Records excerpted from a collection
=== Begin Enclosure ===

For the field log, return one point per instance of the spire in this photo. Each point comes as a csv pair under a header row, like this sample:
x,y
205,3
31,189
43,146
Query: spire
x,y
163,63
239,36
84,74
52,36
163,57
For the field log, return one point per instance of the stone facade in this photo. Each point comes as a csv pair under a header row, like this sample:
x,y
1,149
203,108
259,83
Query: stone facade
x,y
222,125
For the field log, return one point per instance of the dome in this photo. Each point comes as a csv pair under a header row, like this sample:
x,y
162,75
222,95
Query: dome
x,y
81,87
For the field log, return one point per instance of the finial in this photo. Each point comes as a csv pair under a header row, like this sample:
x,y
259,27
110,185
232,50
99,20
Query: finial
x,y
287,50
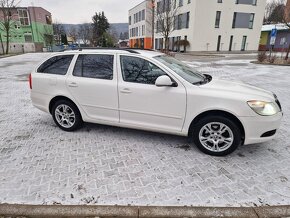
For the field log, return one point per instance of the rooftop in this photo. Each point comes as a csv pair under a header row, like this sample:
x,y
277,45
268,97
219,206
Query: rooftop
x,y
143,52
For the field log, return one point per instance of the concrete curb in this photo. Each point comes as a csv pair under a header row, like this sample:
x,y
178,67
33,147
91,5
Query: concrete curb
x,y
269,64
15,210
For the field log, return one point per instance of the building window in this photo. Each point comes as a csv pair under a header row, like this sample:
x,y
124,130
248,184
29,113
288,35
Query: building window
x,y
251,22
23,17
187,19
179,24
243,20
244,43
247,2
48,19
28,38
234,20
140,15
218,19
143,14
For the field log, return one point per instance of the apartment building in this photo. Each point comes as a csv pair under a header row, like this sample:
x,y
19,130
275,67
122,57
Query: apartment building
x,y
214,25
31,31
288,10
140,25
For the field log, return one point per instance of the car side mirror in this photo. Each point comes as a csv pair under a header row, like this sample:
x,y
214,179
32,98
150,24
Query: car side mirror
x,y
163,81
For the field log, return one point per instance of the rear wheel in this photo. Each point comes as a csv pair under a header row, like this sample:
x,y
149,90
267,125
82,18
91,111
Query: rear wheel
x,y
66,115
216,135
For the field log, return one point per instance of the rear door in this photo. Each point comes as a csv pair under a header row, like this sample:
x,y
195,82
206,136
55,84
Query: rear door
x,y
93,84
49,79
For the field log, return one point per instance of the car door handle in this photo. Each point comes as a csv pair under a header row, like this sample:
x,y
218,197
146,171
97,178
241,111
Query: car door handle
x,y
73,84
126,91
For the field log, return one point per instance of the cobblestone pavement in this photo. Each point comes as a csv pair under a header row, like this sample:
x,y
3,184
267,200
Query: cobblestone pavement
x,y
40,164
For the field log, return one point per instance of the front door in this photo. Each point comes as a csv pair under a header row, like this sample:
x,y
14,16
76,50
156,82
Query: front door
x,y
93,85
219,43
244,42
143,104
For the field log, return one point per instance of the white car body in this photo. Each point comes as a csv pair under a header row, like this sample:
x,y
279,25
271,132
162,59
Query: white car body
x,y
148,107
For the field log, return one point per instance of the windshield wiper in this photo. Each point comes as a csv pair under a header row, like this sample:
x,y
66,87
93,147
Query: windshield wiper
x,y
207,79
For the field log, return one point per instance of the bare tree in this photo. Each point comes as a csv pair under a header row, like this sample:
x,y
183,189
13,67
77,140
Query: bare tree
x,y
166,19
47,36
85,32
58,30
8,15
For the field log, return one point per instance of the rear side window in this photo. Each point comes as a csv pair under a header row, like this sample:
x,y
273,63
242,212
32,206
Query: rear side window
x,y
96,66
138,70
56,65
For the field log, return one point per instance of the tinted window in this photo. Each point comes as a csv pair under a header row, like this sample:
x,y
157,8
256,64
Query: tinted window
x,y
95,66
56,65
138,70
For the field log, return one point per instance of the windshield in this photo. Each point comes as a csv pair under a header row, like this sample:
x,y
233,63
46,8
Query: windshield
x,y
186,72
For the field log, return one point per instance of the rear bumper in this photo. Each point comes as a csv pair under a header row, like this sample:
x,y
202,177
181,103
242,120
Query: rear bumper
x,y
261,128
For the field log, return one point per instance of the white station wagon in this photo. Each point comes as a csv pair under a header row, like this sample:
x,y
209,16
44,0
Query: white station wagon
x,y
151,91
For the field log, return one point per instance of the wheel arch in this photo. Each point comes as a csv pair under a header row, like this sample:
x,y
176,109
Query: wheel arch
x,y
217,113
58,98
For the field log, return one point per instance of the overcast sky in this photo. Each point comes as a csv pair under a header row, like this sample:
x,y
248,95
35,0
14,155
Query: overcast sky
x,y
81,11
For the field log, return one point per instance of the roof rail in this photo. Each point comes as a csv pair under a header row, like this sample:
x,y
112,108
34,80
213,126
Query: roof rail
x,y
117,49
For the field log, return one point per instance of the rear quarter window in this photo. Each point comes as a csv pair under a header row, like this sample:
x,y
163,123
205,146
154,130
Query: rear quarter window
x,y
56,65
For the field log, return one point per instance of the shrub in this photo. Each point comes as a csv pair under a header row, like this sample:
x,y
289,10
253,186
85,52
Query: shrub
x,y
262,56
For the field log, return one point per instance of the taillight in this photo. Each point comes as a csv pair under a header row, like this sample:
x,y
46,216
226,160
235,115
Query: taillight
x,y
30,81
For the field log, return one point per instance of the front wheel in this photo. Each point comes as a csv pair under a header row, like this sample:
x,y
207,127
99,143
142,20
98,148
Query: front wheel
x,y
216,135
66,115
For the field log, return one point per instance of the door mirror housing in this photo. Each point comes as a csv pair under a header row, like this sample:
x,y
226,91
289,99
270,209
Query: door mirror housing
x,y
163,81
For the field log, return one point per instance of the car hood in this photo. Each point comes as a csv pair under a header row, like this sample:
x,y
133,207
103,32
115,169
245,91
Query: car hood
x,y
250,92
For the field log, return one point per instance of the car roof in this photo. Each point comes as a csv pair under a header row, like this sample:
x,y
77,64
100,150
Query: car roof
x,y
141,52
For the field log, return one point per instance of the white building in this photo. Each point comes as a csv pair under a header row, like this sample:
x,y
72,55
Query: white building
x,y
140,25
214,25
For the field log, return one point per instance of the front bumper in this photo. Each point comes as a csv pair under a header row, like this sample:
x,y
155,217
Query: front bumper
x,y
257,127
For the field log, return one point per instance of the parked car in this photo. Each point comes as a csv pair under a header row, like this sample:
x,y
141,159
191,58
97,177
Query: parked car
x,y
151,91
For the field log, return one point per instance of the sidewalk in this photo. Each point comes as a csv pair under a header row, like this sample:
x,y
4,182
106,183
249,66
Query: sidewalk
x,y
142,211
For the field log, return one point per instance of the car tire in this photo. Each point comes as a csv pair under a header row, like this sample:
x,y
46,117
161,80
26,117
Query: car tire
x,y
216,135
66,115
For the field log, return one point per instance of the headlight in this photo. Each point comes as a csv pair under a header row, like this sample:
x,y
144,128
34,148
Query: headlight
x,y
264,108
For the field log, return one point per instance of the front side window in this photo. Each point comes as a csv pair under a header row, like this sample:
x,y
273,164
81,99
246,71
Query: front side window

=== End Enclosure ===

* **To do**: Write every record out again exactly; no pictures belong in the copy.

* **Task response**:
For the field log, return one point per instance of the spire in this photo. Each point comes as a csv pair under a header row, like this sample:
x,y
205,3
31,189
43,146
Query: spire
x,y
163,63
239,36
84,74
52,36
163,57
For the field log, return one point per instance of the stone facade in this photo. Each point comes as a csv pair under a header row, like this sample:
x,y
1,149
203,108
259,83
Query: stone facade
x,y
222,125
For the field log, return one point per instance of the dome in this photo. Each point comes as a csv pair under a header row, like this sample:
x,y
162,75
222,95
Query: dome
x,y
81,87
For the field log, return one point per instance of the finial in this photo. Each point comes as a csv pair under a header row, like this sample:
x,y
259,27
110,185
232,50
99,20
Query: finial
x,y
287,50
For the field log, return one point per instance of the rooftop in this photo. Each point comes as a csv pair under a header row, like this sample:
x,y
277,45
268,97
219,206
Query: rooftop
x,y
143,52
For the field log, return one point per instance of the concrete curb in this photo. Each point comes as a csv pair under a header row, like this sample:
x,y
178,67
33,147
91,5
Query: concrete curb
x,y
269,64
15,210
For the field log, return one point per instance of the building window in this photo. Each point comes as a csv pair under a header row, like this sample:
x,y
124,130
248,184
29,113
288,35
Query: building window
x,y
251,22
23,17
187,19
179,24
243,20
244,43
247,2
48,19
28,38
234,20
140,15
218,19
143,14
For the field log, return one point per instance of the apartment building in this photo. Each point comes as a csv pair under a header row, like this sample:
x,y
19,130
275,67
122,57
Query: apartment building
x,y
214,25
31,31
288,10
140,25
For the field log, return one point per instance of the car side mirror in this photo. Each point comes as a csv pair under a header row, like this sample:
x,y
214,179
32,98
150,24
Query: car side mirror
x,y
163,81
For the field log, return one point per instance of the rear wheel in this photo. Each point comes as a csv pair under a header row, like this sample:
x,y
149,90
267,125
82,18
91,111
Query: rear wheel
x,y
66,115
216,135
For the field log, return one point per instance of the rear door in this photo. Each point comes as a csv pair under a header row, like this sample:
x,y
195,82
206,136
55,84
Query: rear door
x,y
93,84
49,79
For the field log, return one point per instance of the car door handle in this photo. Each point comes as a csv pair under a header row, like this sample:
x,y
218,197
146,171
97,178
241,111
Query: car door handle
x,y
73,84
126,91
For the field log, return one point per instance of the cobblestone pavement in this photo. Each point comes as a csv pair under a header row, like this sample:
x,y
3,184
267,200
Query: cobblestone pavement
x,y
40,164
For the field log, return one point per instance of the front door in this photo. Each point comes as a csv pair under a header row, like this sample:
x,y
14,16
76,50
156,82
Query: front door
x,y
93,85
219,43
244,42
143,104
For the field log, return one point per instance of the white car body in this photo. Each point comes as a csv pair under a header row, like this sample:
x,y
279,25
271,132
162,59
Query: white car body
x,y
148,107
For the field log, return one point per instance of the windshield wiper in this photo. Each point comes as a csv pair under a header row, like this sample:
x,y
66,87
93,147
Query: windshield wiper
x,y
207,79
For the field log, return one point per instance of the bare tree in this photo. Each point comes as a csv pair under a header row, like this sample:
x,y
183,189
13,67
77,140
Query: bare tree
x,y
166,19
47,36
85,32
58,30
8,15
For the field log, return one point per instance of the rear side window in this photo. Each point comes as a csv pair under a header row, like this sample:
x,y
273,63
242,212
32,206
Query: rear side window
x,y
96,66
138,70
56,65
For the field log, return one point per instance of the tinted window in this photo. Each point comes as a csv pair under a header row, like this sample:
x,y
157,8
256,64
Query: tinted window
x,y
95,66
56,65
138,70
For the field log, return one point per instance of the windshield in this photo. Each point comes as a csv pair under a header row, like this sample:
x,y
233,63
46,8
Query: windshield
x,y
186,72
For the field log, return one point per instance of the rear bumper in this photo. Each point comes as a csv pair under a header row, like this sample:
x,y
202,177
181,103
242,120
Query: rear bumper
x,y
261,128
For the field log, return one point per instance of the white station wagon in this photo. Each point comes as a csv pair under a header row, like this sample:
x,y
209,16
44,0
Query: white station wagon
x,y
151,91
For the field log, return one point per instance of the wheel arch in this photo. Each point comes as a csv pair under a header row, like this sample:
x,y
176,109
Query: wheel arch
x,y
217,113
58,98
For the field log, return one point per instance of the overcast sky in this photo. Each point comes as a csv pair under a header row, like this sample:
x,y
248,95
35,0
14,155
Query: overcast sky
x,y
81,11
For the field log, return one point per instance of the roof rail in this photo. Each point comes as a csv pair under a header row, like this sample:
x,y
112,108
34,80
213,126
Query: roof rail
x,y
117,49
For the field log, return one point per instance of the rear quarter window in this photo. Each point comes as a csv pair under a header row, like this sample:
x,y
163,123
205,146
154,130
Query: rear quarter window
x,y
56,65
For the field log, return one point per instance of the shrub in this photo. Each point comes as a csv pair under a header row, like this sample:
x,y
289,10
253,186
85,52
Query: shrub
x,y
262,56
For the field log, return one point per instance of the taillight in this photo. Each point comes as a csv pair under a header row, like this sample:
x,y
46,216
226,160
235,115
Query: taillight
x,y
30,81
For the field log, return one point per instance of the front wheel in this photo. Each point comes as a csv pair under a header row, like this sample:
x,y
207,127
99,143
142,20
98,148
Query: front wheel
x,y
216,135
66,115
For the field log, return one point per instance of the door mirror housing in this photo. Each point comes as a csv pair under a header row, like this sample:
x,y
226,91
289,99
270,209
Query: door mirror housing
x,y
163,81
For the field log, return one point per instance of the car hood in this photo. Each point comes as a csv pair under a header row, like this sample:
x,y
133,207
103,32
115,169
245,91
Query: car hood
x,y
250,92
For the field log, return one point per instance of the car roof in this photo. Each point comes as a csv pair under a header row, like this sample:
x,y
77,64
100,150
Query: car roof
x,y
141,52
For the field log, return one point per instance of the white building in this photo. Each point comes as a csv pair under a header row, like this sample:
x,y
72,55
Query: white building
x,y
140,25
214,25
For the field log, return one point per instance of the front bumper in this photo. Each point comes as a csv pair under a header row, like this sample:
x,y
155,217
Query: front bumper
x,y
257,127
For the field log, return one point per instance of the parked car in this photo. Each point comes as a csv pair under a header row, like this sample:
x,y
141,159
191,58
97,177
Query: parked car
x,y
151,91
For the field log, return one point per instance of the sidewalk in this photo. Each point comes as a csv pair under a header row, like this sample:
x,y
4,182
106,183
249,66
Query: sidewalk
x,y
142,211
For the field log, return one point per instance of the car tire in this photo. Each point comes as a csv pair under a header row, like this sample:
x,y
46,117
161,80
26,117
Query: car tire
x,y
216,135
66,115
For the field log, return one point per instance of the headlight in this photo. Each point comes as a csv pair under a header row, like this sample:
x,y
144,128
34,148
Query: headlight
x,y
264,108
For the field log, return one point per instance of the front side window in this photo. Each point comes as a csv pair under a header row, like this sample:
x,y
273,164
81,99
246,71
Query: front side window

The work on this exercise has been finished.